Reproduce each record below exactly as written.
(Material provided begins)
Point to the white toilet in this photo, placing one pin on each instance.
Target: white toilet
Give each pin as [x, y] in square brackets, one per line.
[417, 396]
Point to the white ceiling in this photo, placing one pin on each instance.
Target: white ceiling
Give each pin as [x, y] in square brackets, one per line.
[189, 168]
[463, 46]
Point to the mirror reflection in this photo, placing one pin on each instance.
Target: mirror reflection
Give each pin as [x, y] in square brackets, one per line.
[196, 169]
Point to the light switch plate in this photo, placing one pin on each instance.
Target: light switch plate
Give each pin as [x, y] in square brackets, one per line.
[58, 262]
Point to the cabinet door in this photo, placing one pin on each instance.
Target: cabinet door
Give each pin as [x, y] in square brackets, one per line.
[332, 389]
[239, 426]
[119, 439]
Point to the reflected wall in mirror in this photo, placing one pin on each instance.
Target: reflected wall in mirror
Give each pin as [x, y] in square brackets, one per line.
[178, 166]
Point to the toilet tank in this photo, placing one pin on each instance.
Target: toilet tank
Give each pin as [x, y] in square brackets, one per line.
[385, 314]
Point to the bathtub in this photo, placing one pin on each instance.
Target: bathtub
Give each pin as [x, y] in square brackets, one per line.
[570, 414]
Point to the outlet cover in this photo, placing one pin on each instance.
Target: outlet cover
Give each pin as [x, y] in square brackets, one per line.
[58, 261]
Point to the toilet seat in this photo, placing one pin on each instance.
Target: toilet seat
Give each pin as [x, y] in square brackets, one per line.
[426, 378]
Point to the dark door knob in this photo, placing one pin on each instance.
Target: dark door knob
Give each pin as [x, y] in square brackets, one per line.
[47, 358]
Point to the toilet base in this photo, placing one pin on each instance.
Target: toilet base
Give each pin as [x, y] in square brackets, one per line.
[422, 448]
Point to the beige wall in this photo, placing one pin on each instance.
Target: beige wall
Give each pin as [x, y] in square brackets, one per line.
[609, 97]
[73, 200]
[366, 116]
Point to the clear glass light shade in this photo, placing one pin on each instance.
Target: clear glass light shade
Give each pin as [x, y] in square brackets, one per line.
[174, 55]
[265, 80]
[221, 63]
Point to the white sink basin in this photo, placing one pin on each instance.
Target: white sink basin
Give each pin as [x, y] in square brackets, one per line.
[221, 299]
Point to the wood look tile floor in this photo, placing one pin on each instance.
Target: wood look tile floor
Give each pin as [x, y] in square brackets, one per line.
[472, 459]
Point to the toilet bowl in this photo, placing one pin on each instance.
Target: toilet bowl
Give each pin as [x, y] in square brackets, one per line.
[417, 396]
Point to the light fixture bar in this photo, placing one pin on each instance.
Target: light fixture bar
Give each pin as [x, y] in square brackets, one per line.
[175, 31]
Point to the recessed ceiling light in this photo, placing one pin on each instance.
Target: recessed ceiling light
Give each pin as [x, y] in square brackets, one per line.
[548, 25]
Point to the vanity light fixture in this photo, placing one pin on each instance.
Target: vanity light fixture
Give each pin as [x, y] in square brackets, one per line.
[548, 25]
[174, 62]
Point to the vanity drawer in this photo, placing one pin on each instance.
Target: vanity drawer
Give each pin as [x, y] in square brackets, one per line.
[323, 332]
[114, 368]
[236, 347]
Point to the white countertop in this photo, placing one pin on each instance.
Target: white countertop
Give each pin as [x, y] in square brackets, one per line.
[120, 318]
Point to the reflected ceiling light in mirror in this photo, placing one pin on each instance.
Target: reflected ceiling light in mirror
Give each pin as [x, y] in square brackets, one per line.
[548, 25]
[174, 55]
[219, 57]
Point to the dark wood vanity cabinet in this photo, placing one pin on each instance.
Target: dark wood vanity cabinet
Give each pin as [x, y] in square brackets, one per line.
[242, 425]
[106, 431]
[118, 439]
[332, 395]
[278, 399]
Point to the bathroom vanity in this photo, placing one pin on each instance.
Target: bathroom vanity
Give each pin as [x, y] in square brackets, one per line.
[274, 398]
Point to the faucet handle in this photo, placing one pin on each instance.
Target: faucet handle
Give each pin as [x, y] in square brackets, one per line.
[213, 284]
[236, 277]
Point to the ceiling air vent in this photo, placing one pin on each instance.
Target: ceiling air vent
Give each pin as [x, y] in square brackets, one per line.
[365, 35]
(Material provided ends)
Expected answer:
Point to the white toilet in this photo, placing one pin on each instance.
Target: white toilet
Give each pin as [x, y] in square brackets, one per line.
[417, 396]
Point to the white ceiling in this photo, placing one pin on each instance.
Target: white ceiling
Give each pin as [x, y] in square brackets, one per line.
[189, 168]
[463, 46]
Point to the mirror reflection in this photo, placing one pin on each instance.
Target: mirror reflection
Give each pin as [x, y] in square brackets, one per line.
[196, 169]
Point to the light switch plate in this photo, placing one pin on each instance.
Target: light switch plate
Give each pin as [x, y] in square brackets, one per line.
[58, 262]
Point to the cabinet door in this photo, placing one pin on each instance.
Target: cabinet door
Give each pin as [x, y] in square brackets, one per line.
[332, 389]
[239, 426]
[119, 439]
Point to the reflected wall in mirror in this photo, placing one pin on each instance.
Target: reflected wall in mirror
Give each pin as [x, y] in square brackets, one per line.
[178, 166]
Point to the toilet tank in this photo, placing one pin on each instance.
Target: toilet tank
Give each pin as [x, y] in square brackets, one per line.
[385, 314]
Point to the bathtub in this photo, placing one pin on each instance.
Target: bathtub
Give each pin as [x, y] in square brackets, one per line.
[570, 414]
Point to the outlet cover in this photo, placing one pin on each instance.
Target: outlet cover
Give each pin as [x, y] in square brackets, one per line.
[58, 261]
Point to the toilet seat in this photo, placing one pin on each instance.
Target: toilet seat
Give each pin as [x, y] in square brackets, one per line.
[426, 378]
Point to the dark door knob in this photo, placing one pin on each instance.
Target: dark door knob
Give each pin as [x, y] in square brackets, one per line.
[47, 358]
Point to the toilet base in this photo, placing one pin on each instance.
Target: toilet base
Give each pin as [x, y] in square brackets, one per line.
[422, 448]
Point to the beige wall in this photo, placing one pin on each instance.
Target: beige wall
Give each pin as [x, y] in square brackets, one per line.
[609, 97]
[73, 200]
[366, 116]
Point to the clear glass light shade in this photo, placing one pin on each instance.
Target: clear glass light shade
Give each pin as [x, y] in square brackets, one per line.
[174, 55]
[265, 80]
[221, 63]
Point to the white sink basin in this photo, placing one pin on each instance.
Target: white sink basin
Give each pin as [x, y] in square brackets, one per line.
[221, 299]
Point to the wood look tile floor in this photo, placing one pin on each instance.
Target: wood look tile floor
Give each pin as [x, y] in square brackets, one per line.
[472, 459]
Point to the toilet bowl in this photo, placing one pin on each instance.
Target: toilet bowl
Give each pin as [x, y] in square brackets, one per line.
[417, 396]
Point to the light fixture bar in this photo, placing one pin on each instance.
Target: light fixture bar
Give each pin as [x, y] in square brackets, one per line.
[175, 31]
Point to the recessed ceiling light in this photo, placing one pin on each instance.
Target: recessed ceiling light
Give each pin as [x, y] in square brackets, one per line.
[548, 25]
Point to the vanity light fixture in this photo, placing one pin on each instance.
Target: vanity light fixture
Give each pin as [x, y] in square brackets, one per line.
[548, 25]
[174, 62]
Point to the vanity drawer in this photo, placing one pin on each instance.
Target: vanity drawer
Give each pin as [x, y] in square brackets, one per line.
[323, 332]
[114, 368]
[236, 347]
Point to the white countertop in this photo, placing one pin on each instance.
Target: white countertop
Give each pin as [x, y] in square brackets, one per line.
[120, 318]
Point to the reflected ceiling light in mirror in this photo, placing one pin on each instance.
Target: reflected ceiling light in mirror
Give each pin as [x, y] in square brackets, one per line.
[548, 25]
[174, 55]
[219, 57]
Point to the dark wood vanity cabinet in this photo, placing one pin on each instance.
Target: dark wood vanity cabinet
Give each pin as [x, y] in square brackets, one per line.
[242, 425]
[106, 431]
[118, 439]
[332, 395]
[278, 399]
Point to the bathroom vanity in this photo, placing one pin on each instance.
Target: bathroom vanity
Give each pin as [x, y] in square brackets, one per line.
[274, 398]
Point to the faucet handle in this photo, placing one pin on each instance.
Target: faucet handle
Give each pin as [x, y] in square brackets, one per line.
[213, 284]
[236, 277]
Point to the ceiling air vent in this photo, placing one pin on each instance.
Target: ceiling air vent
Give each pin as [x, y] in square brackets, one per line.
[365, 35]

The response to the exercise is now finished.